• [DIRECTIONS] Search the listing below for lines that hold the word "cliff", and report only how many there are.
☆ ☆ ☆ ☆
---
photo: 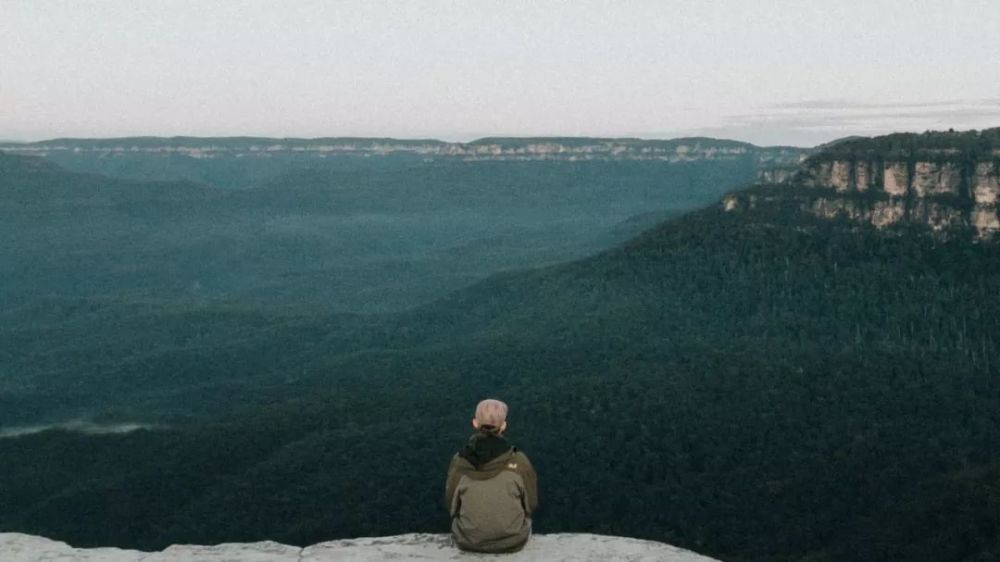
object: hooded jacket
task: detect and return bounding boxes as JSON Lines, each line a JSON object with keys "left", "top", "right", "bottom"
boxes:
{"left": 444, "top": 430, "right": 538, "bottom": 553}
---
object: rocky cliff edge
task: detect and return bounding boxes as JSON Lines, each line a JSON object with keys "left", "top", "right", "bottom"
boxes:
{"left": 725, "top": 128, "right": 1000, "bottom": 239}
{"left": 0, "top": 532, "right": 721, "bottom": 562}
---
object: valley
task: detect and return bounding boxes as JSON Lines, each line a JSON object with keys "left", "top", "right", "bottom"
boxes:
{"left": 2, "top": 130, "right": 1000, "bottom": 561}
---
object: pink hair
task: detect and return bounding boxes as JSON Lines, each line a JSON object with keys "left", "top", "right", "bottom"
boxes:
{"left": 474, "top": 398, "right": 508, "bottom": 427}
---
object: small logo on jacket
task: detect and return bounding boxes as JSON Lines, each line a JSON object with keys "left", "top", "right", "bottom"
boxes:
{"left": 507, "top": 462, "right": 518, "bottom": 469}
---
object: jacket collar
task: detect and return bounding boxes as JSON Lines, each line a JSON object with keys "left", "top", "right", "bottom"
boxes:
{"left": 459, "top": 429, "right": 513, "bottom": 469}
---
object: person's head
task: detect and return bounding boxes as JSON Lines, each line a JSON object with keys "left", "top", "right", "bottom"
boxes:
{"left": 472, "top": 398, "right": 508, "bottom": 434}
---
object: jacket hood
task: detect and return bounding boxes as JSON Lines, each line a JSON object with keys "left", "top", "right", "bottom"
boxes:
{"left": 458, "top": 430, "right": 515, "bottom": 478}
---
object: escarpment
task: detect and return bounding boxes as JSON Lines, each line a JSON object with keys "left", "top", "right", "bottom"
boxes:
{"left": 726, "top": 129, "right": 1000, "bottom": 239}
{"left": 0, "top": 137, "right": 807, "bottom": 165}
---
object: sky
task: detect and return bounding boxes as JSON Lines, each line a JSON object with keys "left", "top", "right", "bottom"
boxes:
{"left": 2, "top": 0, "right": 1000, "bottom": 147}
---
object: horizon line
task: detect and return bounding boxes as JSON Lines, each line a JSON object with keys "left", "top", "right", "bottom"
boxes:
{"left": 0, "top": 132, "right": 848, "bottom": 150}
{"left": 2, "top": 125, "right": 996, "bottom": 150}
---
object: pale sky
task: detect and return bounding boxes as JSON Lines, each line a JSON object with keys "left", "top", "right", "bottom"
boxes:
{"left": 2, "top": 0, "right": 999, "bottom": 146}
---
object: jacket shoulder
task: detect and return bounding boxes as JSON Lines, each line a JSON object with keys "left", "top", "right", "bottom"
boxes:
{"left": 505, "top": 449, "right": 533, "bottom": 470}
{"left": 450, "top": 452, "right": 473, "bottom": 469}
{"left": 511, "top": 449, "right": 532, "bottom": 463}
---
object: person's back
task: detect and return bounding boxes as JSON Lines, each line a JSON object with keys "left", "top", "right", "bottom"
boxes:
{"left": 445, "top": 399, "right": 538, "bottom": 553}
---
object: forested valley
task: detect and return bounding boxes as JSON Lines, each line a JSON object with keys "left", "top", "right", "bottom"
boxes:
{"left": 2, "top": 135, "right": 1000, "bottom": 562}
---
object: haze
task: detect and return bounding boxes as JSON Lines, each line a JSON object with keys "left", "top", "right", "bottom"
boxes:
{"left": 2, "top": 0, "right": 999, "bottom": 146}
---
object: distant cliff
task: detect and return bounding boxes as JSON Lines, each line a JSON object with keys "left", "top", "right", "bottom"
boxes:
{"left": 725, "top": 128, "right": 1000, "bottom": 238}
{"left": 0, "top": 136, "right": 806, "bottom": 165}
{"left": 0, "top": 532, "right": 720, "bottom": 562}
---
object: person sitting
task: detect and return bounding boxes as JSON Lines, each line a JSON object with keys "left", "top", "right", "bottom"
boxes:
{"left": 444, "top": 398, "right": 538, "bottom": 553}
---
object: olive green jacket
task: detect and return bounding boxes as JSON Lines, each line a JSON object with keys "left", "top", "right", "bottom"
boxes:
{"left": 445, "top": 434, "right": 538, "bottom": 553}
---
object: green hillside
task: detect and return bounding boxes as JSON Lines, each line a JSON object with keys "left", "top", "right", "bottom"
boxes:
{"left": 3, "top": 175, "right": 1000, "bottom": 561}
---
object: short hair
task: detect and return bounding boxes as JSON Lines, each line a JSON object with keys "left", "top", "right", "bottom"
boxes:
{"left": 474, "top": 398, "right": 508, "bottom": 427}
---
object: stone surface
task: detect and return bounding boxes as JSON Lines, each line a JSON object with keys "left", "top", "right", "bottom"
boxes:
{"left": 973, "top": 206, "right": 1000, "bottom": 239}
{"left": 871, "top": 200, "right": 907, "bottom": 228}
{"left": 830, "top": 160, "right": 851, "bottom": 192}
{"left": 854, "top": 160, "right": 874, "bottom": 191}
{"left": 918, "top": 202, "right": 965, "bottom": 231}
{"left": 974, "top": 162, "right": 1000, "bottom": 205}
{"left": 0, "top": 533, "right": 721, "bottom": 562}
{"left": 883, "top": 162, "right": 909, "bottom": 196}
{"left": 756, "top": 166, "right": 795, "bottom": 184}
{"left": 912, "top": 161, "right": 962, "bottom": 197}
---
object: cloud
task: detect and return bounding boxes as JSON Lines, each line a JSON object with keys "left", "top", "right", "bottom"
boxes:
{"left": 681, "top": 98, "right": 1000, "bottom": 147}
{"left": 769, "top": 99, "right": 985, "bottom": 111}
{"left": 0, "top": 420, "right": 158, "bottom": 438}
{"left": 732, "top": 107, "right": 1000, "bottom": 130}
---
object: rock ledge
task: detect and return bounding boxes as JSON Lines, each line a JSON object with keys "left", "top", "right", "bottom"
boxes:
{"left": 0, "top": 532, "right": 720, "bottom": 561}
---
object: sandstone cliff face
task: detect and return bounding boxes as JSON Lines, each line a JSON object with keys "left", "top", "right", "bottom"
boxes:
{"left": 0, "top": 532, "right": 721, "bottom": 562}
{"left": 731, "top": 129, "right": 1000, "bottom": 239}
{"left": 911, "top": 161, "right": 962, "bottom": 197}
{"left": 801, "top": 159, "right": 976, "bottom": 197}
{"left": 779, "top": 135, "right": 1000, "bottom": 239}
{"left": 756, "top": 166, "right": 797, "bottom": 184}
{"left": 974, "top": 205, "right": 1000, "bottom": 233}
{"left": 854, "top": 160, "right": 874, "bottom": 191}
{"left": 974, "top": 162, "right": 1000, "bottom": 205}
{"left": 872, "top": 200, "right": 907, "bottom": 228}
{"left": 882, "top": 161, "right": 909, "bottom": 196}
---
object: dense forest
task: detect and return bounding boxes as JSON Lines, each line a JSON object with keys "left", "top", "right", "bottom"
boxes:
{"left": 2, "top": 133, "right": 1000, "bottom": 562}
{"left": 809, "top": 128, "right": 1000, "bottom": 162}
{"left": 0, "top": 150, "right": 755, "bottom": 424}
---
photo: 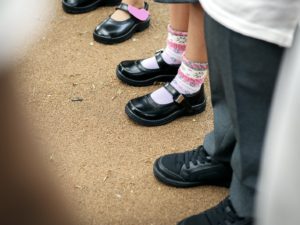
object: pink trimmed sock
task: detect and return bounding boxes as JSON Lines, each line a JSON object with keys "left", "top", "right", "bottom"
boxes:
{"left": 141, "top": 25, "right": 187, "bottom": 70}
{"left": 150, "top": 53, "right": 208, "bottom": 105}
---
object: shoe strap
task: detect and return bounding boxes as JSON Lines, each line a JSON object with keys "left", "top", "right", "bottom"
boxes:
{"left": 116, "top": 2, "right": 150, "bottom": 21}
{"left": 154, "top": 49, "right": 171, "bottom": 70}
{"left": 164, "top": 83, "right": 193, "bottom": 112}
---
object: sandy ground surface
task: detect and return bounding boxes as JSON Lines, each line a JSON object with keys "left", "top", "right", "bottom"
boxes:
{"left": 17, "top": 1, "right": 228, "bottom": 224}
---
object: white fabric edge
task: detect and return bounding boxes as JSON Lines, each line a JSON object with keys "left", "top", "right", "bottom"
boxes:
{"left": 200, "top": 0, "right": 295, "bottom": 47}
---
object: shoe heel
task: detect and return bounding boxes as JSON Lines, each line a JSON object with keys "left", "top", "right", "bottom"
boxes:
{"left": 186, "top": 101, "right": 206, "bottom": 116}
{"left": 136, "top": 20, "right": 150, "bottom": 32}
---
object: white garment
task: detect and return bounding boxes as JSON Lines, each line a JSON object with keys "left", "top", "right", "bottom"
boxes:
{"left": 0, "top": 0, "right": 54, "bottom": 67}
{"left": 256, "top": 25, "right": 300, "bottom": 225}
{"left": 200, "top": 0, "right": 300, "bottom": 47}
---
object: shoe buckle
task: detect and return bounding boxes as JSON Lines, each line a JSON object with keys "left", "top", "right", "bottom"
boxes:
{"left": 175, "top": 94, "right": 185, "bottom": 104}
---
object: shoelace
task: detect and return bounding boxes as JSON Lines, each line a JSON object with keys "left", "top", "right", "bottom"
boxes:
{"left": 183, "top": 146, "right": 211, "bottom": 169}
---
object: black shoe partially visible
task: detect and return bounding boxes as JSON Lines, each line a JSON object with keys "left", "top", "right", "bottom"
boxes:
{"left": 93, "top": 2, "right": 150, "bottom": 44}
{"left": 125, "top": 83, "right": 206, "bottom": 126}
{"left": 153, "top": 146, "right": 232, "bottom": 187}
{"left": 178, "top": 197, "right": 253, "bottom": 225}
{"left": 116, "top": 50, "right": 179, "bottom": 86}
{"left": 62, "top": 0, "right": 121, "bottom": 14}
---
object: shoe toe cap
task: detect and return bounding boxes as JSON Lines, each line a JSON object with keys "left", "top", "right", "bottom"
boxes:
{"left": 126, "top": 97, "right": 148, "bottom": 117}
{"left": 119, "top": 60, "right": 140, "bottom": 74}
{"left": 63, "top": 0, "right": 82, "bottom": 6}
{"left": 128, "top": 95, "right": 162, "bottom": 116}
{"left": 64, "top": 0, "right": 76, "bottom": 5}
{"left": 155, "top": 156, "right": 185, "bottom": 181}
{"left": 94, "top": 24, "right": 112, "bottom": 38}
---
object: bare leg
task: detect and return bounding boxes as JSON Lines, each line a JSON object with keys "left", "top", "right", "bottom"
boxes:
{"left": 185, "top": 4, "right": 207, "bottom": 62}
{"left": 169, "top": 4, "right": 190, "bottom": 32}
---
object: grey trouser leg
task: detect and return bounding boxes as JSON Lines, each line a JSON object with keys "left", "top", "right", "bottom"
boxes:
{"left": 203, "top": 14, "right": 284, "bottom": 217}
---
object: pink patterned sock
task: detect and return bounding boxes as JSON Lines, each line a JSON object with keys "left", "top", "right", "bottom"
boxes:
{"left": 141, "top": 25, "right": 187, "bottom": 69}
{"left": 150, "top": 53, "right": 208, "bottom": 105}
☆ ☆ ☆ ☆
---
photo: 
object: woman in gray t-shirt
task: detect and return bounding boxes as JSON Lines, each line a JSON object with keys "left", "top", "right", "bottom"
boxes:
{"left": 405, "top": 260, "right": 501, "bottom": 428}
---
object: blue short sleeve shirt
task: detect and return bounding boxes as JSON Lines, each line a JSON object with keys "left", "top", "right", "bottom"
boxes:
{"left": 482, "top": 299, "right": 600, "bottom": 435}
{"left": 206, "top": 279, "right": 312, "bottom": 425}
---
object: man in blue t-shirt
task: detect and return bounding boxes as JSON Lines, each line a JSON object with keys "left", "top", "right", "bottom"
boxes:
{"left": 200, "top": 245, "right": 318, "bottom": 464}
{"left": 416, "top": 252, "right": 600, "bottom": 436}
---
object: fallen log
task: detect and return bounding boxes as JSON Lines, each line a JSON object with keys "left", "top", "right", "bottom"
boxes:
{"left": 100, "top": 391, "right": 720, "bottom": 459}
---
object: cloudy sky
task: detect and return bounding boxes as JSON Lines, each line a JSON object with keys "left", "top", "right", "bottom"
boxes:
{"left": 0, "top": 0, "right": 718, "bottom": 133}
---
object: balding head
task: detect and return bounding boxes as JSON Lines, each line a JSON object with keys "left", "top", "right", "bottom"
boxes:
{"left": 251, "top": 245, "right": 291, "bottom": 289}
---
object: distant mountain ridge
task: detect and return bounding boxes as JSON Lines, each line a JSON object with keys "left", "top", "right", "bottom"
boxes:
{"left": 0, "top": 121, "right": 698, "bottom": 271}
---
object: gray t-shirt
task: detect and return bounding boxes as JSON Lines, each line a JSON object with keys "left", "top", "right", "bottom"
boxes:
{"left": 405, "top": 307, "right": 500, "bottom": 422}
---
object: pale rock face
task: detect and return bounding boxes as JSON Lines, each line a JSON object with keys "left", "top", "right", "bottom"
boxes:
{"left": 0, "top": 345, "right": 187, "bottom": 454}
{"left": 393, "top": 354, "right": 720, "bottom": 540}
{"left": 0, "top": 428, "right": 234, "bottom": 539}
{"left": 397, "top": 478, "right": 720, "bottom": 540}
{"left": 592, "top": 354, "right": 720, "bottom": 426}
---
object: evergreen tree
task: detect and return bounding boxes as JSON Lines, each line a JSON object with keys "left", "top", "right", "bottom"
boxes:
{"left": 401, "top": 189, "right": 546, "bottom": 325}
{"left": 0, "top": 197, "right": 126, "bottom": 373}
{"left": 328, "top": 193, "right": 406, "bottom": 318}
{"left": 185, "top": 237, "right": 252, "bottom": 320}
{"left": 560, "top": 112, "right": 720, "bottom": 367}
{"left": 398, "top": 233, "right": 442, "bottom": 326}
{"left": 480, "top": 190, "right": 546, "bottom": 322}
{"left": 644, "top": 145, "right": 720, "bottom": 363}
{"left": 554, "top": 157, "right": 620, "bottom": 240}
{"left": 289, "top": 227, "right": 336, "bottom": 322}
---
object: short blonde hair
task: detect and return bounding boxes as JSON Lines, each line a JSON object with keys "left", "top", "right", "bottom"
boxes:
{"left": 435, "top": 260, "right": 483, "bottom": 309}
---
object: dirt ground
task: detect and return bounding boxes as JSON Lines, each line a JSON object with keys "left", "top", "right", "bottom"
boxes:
☆ ☆ ☆ ☆
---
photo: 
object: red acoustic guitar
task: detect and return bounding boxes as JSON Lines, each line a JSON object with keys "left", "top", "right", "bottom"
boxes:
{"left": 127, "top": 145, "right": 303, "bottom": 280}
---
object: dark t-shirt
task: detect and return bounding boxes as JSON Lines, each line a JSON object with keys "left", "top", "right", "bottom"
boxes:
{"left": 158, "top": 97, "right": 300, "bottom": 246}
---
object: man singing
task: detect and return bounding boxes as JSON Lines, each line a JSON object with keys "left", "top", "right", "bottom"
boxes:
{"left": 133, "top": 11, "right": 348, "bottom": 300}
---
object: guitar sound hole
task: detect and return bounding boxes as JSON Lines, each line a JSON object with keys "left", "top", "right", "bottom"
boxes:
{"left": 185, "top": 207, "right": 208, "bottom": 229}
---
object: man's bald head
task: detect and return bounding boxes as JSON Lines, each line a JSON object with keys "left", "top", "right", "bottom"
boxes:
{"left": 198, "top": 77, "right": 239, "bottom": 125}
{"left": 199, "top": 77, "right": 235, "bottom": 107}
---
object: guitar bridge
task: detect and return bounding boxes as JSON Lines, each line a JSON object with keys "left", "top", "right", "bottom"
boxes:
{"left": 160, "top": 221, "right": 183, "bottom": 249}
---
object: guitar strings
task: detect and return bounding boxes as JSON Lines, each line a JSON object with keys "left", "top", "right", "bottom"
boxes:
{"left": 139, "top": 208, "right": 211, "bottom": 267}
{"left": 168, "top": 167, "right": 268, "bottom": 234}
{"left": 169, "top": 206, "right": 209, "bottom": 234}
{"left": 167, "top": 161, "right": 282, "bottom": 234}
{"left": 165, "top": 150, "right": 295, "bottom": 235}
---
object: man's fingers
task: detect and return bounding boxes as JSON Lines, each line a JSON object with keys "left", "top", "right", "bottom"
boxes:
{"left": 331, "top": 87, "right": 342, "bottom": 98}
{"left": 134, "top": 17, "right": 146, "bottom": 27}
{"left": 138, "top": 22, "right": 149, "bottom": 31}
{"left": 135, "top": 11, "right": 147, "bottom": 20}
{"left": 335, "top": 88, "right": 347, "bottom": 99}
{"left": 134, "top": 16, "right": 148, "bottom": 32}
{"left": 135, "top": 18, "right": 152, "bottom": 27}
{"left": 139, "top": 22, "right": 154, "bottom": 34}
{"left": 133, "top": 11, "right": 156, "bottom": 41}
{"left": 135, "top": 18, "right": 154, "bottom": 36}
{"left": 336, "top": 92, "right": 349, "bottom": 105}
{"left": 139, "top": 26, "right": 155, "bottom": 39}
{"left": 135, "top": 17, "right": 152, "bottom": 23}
☆ ☆ ☆ ☆
• [EXPECTED ANSWER] 3